For surface lead, no data were available to the committee on the physical nature, chemical identity, routes of exposure, or bioavailability of the lead-containing materials of concern. To conduct submarine-specific lead health risk analyses, data concerning generation, location, dispersion, and extent of onboard lead contamination, including the lead concentration in submarine drinking water, must be available. Available methods for site-specific human health risk assessment for lead-containing dust require rigorous estimates of the quantity of dust ingested daily. It appears unlikely that published estimates of house-dust lead exposure could be applied with confidence to a submarine. In addition, no data were available to the committee concerning submariners’ urinary lead or blood lead. Thus, it is not clear whether a significant exposure of the crew to lead occurs. It is important to establish whether submariner blood lead concentrations differ from those of civilian adults and active military personnel not engaged in submarine operations who live in the United States. The committee

highly recommends determining crew urinary lead or blood lead concentrations before submarine deployment and then identical measurements on completion of typical tours of duty. That approach would help to identify any submarine-associated lead exposure. If individual submariners are identified with increased blood lead, determination of the lead sources during deployment or as a result of onshore activity would be necessary.

(Spatial localization data)
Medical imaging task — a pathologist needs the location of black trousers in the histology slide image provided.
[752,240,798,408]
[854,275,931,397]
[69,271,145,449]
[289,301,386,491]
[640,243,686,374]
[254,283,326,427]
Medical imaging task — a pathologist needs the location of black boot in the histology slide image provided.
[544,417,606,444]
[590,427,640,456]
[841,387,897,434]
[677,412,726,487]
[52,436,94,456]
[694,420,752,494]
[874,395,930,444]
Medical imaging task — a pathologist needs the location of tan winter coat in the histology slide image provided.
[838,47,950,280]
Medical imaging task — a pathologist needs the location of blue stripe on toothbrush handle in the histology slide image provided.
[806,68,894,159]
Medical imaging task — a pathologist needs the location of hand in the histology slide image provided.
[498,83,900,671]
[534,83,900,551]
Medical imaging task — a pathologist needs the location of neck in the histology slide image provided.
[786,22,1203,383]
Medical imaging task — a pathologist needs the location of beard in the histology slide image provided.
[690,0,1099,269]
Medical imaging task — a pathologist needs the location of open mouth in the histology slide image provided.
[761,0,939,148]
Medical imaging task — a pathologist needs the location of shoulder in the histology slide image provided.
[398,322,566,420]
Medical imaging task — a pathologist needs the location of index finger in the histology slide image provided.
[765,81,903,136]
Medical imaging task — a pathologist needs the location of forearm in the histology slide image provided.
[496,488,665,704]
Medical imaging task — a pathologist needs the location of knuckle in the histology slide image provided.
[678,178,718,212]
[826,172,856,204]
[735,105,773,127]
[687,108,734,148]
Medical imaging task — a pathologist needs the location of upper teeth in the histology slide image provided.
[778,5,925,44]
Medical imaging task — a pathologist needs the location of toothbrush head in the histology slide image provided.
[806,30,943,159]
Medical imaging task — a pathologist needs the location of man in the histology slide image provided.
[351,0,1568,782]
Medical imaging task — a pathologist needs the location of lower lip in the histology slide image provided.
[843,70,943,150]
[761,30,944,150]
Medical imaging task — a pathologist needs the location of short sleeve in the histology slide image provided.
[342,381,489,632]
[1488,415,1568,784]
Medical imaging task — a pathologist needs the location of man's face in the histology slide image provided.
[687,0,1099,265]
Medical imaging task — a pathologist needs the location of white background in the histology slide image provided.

▶ Task description
Repeat the entire passage on submarine lead exposure word for word. The rows are separate material and have no connection to the passage on submarine lead exposure.

▶ Exercise solution
For surface lead, no data were available to the committee on the physical nature, chemical identity, routes of exposure, or bioavailability of the lead-containing materials of concern. To conduct submarine-specific lead health risk analyses, data concerning generation, location, dispersion, and extent of onboard lead contamination, including the lead concentration in submarine drinking water, must be available. Available methods for site-specific human health risk assessment for lead-containing dust require rigorous estimates of the quantity of dust ingested daily. It appears unlikely that published estimates of house-dust lead exposure could be applied with confidence to a submarine. In addition, no data were available to the committee concerning submariners’ urinary lead or blood lead. Thus, it is not clear whether a significant exposure of the crew to lead occurs. It is important to establish whether submariner blood lead concentrations differ from those of civilian adults and active military personnel not engaged in submarine operations who live in the United States. The committee

highly recommends determining crew urinary lead or blood lead concentrations before submarine deployment and then identical measurements on completion of typical tours of duty. That approach would help to identify any submarine-associated lead exposure. If individual submariners are identified with increased blood lead, determination of the lead sources during deployment or as a result of onshore activity would be necessary.